__Records supplied__
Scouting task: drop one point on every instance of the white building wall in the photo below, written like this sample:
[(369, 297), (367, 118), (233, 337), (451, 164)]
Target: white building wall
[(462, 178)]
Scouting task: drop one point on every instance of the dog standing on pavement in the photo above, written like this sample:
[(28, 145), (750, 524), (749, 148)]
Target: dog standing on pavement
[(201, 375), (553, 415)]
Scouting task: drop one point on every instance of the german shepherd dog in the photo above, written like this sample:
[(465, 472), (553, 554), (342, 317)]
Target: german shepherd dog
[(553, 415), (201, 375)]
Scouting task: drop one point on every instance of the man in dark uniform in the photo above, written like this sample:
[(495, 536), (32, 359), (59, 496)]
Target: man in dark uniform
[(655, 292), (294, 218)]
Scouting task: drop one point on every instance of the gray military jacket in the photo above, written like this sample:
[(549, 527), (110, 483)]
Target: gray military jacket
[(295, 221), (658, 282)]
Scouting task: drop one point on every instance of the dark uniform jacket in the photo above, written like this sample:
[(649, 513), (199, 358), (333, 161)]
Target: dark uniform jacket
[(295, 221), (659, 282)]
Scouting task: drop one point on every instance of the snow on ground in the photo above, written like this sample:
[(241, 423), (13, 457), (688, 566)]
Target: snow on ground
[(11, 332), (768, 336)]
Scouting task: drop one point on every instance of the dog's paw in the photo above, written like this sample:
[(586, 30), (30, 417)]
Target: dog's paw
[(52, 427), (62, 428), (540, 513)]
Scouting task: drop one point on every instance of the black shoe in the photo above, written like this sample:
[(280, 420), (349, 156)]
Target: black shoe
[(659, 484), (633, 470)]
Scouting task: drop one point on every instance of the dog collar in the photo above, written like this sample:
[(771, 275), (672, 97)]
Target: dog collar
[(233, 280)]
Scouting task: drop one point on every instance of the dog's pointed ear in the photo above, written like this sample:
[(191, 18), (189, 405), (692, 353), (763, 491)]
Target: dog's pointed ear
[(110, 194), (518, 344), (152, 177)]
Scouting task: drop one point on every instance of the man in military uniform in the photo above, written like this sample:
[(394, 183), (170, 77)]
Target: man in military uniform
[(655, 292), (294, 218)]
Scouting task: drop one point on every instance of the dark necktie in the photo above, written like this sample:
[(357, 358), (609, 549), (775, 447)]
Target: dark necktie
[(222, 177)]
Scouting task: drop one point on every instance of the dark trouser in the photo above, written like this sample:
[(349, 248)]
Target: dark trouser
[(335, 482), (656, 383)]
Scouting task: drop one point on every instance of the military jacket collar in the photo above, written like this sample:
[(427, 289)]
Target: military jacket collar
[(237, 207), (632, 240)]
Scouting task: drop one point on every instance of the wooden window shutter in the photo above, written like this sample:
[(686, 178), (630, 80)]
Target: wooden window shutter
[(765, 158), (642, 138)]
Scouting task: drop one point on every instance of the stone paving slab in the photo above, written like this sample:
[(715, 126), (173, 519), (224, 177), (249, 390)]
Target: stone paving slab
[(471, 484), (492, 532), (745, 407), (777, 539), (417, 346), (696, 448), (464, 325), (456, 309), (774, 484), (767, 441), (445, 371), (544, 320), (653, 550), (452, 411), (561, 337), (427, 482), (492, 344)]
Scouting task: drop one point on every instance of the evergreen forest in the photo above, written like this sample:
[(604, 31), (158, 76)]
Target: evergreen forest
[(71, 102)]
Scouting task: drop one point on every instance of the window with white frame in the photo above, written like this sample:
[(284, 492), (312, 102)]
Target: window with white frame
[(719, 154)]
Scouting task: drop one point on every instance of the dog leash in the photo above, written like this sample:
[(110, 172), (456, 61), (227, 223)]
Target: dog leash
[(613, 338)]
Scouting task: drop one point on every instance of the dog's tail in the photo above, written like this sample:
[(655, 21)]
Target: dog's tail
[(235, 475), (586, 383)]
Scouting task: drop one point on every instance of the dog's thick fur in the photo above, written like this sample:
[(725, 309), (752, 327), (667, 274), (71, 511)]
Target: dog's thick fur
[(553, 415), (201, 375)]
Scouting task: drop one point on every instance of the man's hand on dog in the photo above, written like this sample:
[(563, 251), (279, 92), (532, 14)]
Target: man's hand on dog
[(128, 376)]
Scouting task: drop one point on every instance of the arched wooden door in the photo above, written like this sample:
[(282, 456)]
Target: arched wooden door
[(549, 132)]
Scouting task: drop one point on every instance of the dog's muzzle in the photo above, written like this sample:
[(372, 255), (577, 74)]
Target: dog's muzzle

__Problem requirements__
Output every entry shown above, exactly.

__Result below__
Scouting task: drop one point on every instance of the white building wall in the photo below, written like this sample:
[(369, 297), (367, 118), (233, 337), (451, 164)]
Target: white building wall
[(462, 178)]
Scouting task: drop one point on every instance of the dog standing on pavement in the photo above, written like this sample:
[(28, 145), (750, 524), (749, 148)]
Target: dog standing on pavement
[(201, 375), (553, 415)]
Scouting task: drop one point on every instance of the german shepherd dog in the photo above, written like this sample:
[(465, 472), (553, 554), (342, 317)]
Target: german shepherd dog
[(553, 415), (201, 375)]
Scouting task: drop one point on every instance of the man in dark uniform in the photo above, written like this sample:
[(495, 536), (32, 359), (59, 496)]
Target: man in dark uniform
[(655, 292), (294, 218)]
Scouting task: drop one point on every instance of the gray military jacket in the photo above, written like this sample:
[(549, 527), (110, 483)]
Target: gray military jacket
[(295, 221), (658, 282)]
Scouting task: drop one point on every instance of the dark uniform jacket in the photo above, written like this sample:
[(649, 513), (199, 358), (333, 161)]
Target: dark uniform jacket
[(295, 221), (659, 282)]
Scouting task: drop one point on every instance of the snow on ground in the photo above, written like this sample:
[(241, 423), (13, 457), (688, 566)]
Target: snow on ground
[(11, 332), (768, 336)]
Scouting task: drop one point on every instance of the dog's paw in the photo above, written like this sample:
[(586, 30), (30, 417)]
Target: dog's paw
[(52, 427), (62, 428), (540, 513)]
Scouting task: drop one point on every instance of the black shoe in the photo above, written like this sample:
[(280, 420), (349, 156)]
Target: black shoe
[(659, 484), (633, 470)]
Scouting task: drop one point on every instance of the dog collar in the photo above, written like this sample:
[(771, 275), (672, 97)]
Target: dog collar
[(233, 280)]
Scouting task: drop one point on every instance of the dog's pointed ear in the photo above, written like this sample:
[(191, 18), (189, 405), (692, 353), (763, 491)]
Target: dog's pointed ear
[(110, 194), (518, 344), (152, 177)]
Scouting task: drop one point on every instance of the man in military uniform in the photo above, written like this sample:
[(394, 183), (170, 77)]
Target: man in military uniform
[(655, 292), (294, 218)]
Scouting task: drop one point on every instance of the dark necktie in the photo above, written like this sample:
[(357, 358), (609, 549), (775, 447)]
Target: dark necktie
[(222, 177)]
Scouting task: drop one point on every instance of the dark trouser in the photo above, written like this sample:
[(349, 248)]
Target: dark trouser
[(335, 482), (656, 383)]
Scouting task: drop one point on every instance of the military jacket collar in the photo above, written like this sample:
[(427, 289)]
Target: military jacket collar
[(237, 207), (632, 240)]
Scouting task: drop one point on every instance of the wooden window shutter in the photo above, written like this sample:
[(686, 178), (630, 80)]
Target: wooden window shutter
[(765, 158), (642, 138)]
Scouting task: drop one point on every instance of the stone paving slab in the photo above, written like this sample:
[(715, 126), (173, 519), (224, 177), (249, 390)]
Target: stone paving slab
[(471, 484), (492, 532), (745, 407), (777, 539), (417, 346), (696, 448), (464, 325), (456, 309), (774, 484), (767, 441), (445, 371), (544, 320), (653, 550), (452, 411), (561, 337), (427, 482), (492, 344)]
Scouting task: drop one point on every instance of the evergreen forest in the photo above, written like this sample:
[(604, 31), (158, 76)]
Target: evergreen forest
[(71, 102)]
Scouting task: drop one point on every instance of the window with white frame in the photo above, written like this sample:
[(284, 492), (312, 102)]
Target: window with white frame
[(719, 154)]
Scouting task: drop one point on every instance of the dog leash in the photo above, written like this sample:
[(110, 172), (456, 61), (227, 223)]
Target: dog leash
[(613, 338)]
Scouting task: drop one point on every instance of the dog's tail in the photo above, written like this sample:
[(655, 21)]
Target: dog's tail
[(235, 475), (586, 383)]
Scouting task: drop one point on every instance of the dog's thick fur in the photo above, written like this sample:
[(725, 309), (752, 327), (667, 274), (71, 511)]
Target: dog's thick fur
[(553, 415), (201, 375)]
Scouting task: drop one point on every instance of the man's hand on dog in the photo above, written like this sample:
[(563, 251), (279, 92), (532, 14)]
Target: man's hand on dog
[(128, 376)]
Scouting task: drop one point on every instance of the arched wooden door in the photo above, written like this sample:
[(282, 456)]
Target: arched wooden door
[(549, 132)]
Scouting task: drop one point on every instance of the dog's muzzle in the photo above, written like this sample:
[(372, 255), (577, 74)]
Target: dog's muzzle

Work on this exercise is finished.